## Work to complete:
Rewrite the items below as a numbered list, leaving out any blank lines.

--- begin Records for processing ---

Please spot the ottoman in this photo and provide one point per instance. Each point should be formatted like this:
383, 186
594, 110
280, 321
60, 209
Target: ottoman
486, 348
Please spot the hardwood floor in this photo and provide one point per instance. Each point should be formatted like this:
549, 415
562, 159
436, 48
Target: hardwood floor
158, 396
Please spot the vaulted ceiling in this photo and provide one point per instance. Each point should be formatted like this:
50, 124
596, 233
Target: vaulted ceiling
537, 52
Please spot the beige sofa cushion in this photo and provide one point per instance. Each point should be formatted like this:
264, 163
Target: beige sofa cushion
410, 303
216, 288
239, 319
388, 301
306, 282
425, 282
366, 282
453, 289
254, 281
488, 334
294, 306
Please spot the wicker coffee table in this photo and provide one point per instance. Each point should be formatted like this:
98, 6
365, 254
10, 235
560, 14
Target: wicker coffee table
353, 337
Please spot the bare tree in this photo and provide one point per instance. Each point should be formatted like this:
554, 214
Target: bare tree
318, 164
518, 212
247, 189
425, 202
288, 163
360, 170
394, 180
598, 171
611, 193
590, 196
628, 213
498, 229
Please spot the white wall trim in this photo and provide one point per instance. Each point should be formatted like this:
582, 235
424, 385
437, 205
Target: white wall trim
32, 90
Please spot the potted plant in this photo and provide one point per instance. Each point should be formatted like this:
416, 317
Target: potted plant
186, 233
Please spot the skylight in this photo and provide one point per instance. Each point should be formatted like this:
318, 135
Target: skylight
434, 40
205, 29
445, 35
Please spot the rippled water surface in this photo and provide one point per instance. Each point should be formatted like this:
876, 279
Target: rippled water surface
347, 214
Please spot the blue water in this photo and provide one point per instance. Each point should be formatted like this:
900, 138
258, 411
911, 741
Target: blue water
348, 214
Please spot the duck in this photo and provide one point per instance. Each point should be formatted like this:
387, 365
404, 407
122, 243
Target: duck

--- end Records for processing ---

## Task solution:
1. Please spot the ottoman in this photo and provide one point per instance. Each point should be formatted like this:
2. 383, 186
3. 594, 110
4. 280, 321
5. 60, 209
6. Target: ottoman
7. 486, 348
8. Please spot the hardwood floor in this photo and provide one point per instance. Each point should be formatted like this:
9. 549, 415
10. 562, 159
11. 436, 48
12. Target: hardwood floor
13. 158, 396
14. Please spot the vaulted ceiling in this photo and provide one point per instance. Each point should be formatted like this:
15. 50, 124
16. 596, 233
17. Target: vaulted ceiling
18. 537, 52
19. Please spot the beige sofa cushion in this photo and provide one point per instance. Each point should be formatted like this:
20. 264, 163
21. Target: beige sofa cushion
22. 410, 303
23. 216, 288
24. 239, 319
25. 388, 301
26. 306, 282
27. 425, 282
28. 366, 282
29. 453, 289
30. 254, 281
31. 488, 334
32. 294, 306
33. Please spot the wicker coffee table in this photo and provide one point per instance. Each point should be formatted like this:
34. 98, 6
35. 365, 254
36. 10, 235
37. 560, 14
38. Target: wicker coffee table
39. 353, 337
40. Please spot the bare tree in this photo and provide one point per instance. Each point should be formatted like this:
41. 554, 214
42. Target: bare tree
43. 318, 164
44. 518, 212
45. 247, 189
46. 425, 202
47. 288, 163
48. 360, 170
49. 394, 180
50. 598, 171
51. 611, 193
52. 590, 196
53. 628, 213
54. 498, 229
55. Please spot the white wall trim in this photo and provide one point per instance. Each point should be formatted like this:
56. 582, 235
57. 424, 385
58. 437, 205
59. Target: white wall trim
60. 32, 90
61. Please spot the potted plant in this photo and provide one point per instance. Each point should be formatted like this:
62. 416, 317
63. Target: potted plant
64. 186, 233
65. Please spot the skylight in this photo and provide one point per instance. Each point should be formatted like this:
66. 318, 135
67. Target: skylight
68. 434, 40
69. 205, 29
70. 445, 35
71. Please spot the rippled water surface in this photo and provide one point per instance. Each point should be formatted like this:
72. 876, 279
73. Target: rippled water surface
74. 347, 214
75. Please spot the blue water in this photo and provide one point per instance. Each point should be formatted like this:
76. 900, 138
77. 258, 411
78. 911, 741
79. Target: blue water
80. 348, 214
81. Please spot the duck in this photo and provide one point per instance. Each point should be formatted like this:
82. 387, 365
83. 404, 407
84. 122, 243
85. Target: duck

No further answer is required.